EXCERPT -
========================================
Chewy Cornflake Balls

See what I mean, they are kind of funny looking!  But don’t let the looks fool you, these no bake little cookies are pretty darn good!!!  They are hard to describe, they are kind of like a raisinet, that is covered by almond nut butter, but then you get a crunch from the corn flakes, which kind of reminds me of a rice krispie treat and right at the end you get the taste of cinnamon and a hint of salt.  They are chewy and crunchy.  These cookies cover all of those craving needs from sweet to salty, to chewy to crunchy?  Don’t know what you crave?  Have a no bake Chewy Corn Flake Ball and you have them all covered!

Chewy Cornflake Balls

Since I started to write this post early this week, new news has come to me about these balls.  I got another text this week from my Husband.  He said Tom liked your balls.  What?  My balls?  He said he took a bag of them to work and everyone liked them.  I was mad at first because these were my afternoon snack, but I was also happy that they were a hit, plus, my Husband out of all people, must have really liked my balls, if he actually took them to work, without permission.  See, they maybe funny looking, but they are tasty!  And you don’t need to be a healthy eater to like them.
========================================
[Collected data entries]
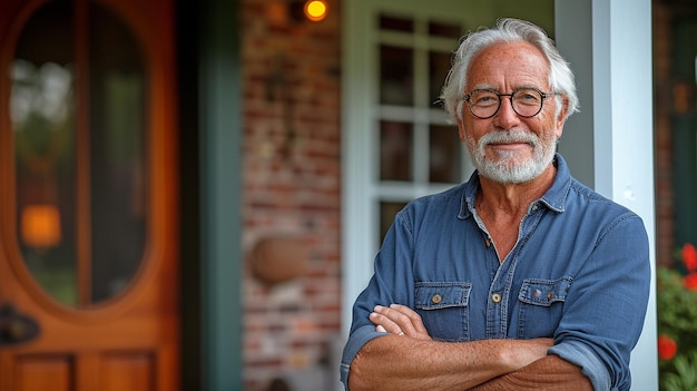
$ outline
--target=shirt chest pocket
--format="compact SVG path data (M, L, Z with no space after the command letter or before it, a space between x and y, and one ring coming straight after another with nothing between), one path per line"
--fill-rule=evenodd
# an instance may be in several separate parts
M563 302L573 280L570 276L558 280L528 278L518 294L518 338L552 336L561 320Z
M469 341L469 301L472 284L461 282L416 283L414 306L433 340Z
========================================
REQUESTS -
A - Write out the stretch of the cornflake balls post from "See what I mean, they" through "them all covered!".
B - Carry the blog post about the chewy cornflake balls forward from its last sentence.

THE ANSWERS -
A -
See what I mean, they are kind of funny looking!  But don’t let the looks fool you, these no bake little cookies are pretty darn good!!!  They are hard to describe, they are kind of like a raisinet, that is covered by almond nut butter, but then you get a crunch from the corn flakes, which kind of reminds me of a rice krispie treat and right at the end you get the taste of cinnamon and a hint of salt.  They are chewy and crunchy.  These cookies cover all of those craving needs from sweet to salty, to chewy to crunchy?  Don’t know what you crave?  Have a no bake Chewy Corn Flake Ball and you have them all covered!

B -
Chewy Cornflake Balls

To make these funny little balls, I took a cup of raisins and put them in my food processor with some maple syrup and almond butter.  Gave it a whirl until it became a paste.  Added cinnamon and a touch of salt, gave it one more whirl then in the bowl it went and I added the corn flakes.  They are sticky, but easy to mold into shape.  I made tiny balls, but if you want bigger one’s by all means make big ones.  I store mine in the freezer and they are  still as soft and crunchy.  I like them their so I don’t eat them non-stop.  Or if you want, place them in the fridge, just don’t store them at room temperature.  I highly recommend refrigerating them.

Chewy Corn Flake Balls
Nutrition Information
  • Serves: 45 one teaspoon size balls
  • Serving size: 1 Ball
Prep time: 
Total time: 
A chewy, crunchy, healthy, no bake cookie made with raisins, almond butter and Corn Flakes.
Ingredients
  • 1 cup raisins
  • ¼ cup maple syrup
  • ½ cup almond butter
  • ½ tsp vanilla extract
  • ¼ tsp. cinnamon, ground
  • 3 cups Cornflakes, crushed.
Instructions
  1. In a food processor, raisins and maple syrup. Process until smooth. Add almond butter, vanilla extract and cinnamon. Process until combined. Place mixture into a bowl and stir in cornflakes.
  2. Take a little bit of the dough and roll into a ball, depending on what size you like. I rolled mine into teaspoon sizes.
  3. Place cookie balls onto a parchment line baking sheet or plate and put in the freezer. Store in the freezer or refrigerator.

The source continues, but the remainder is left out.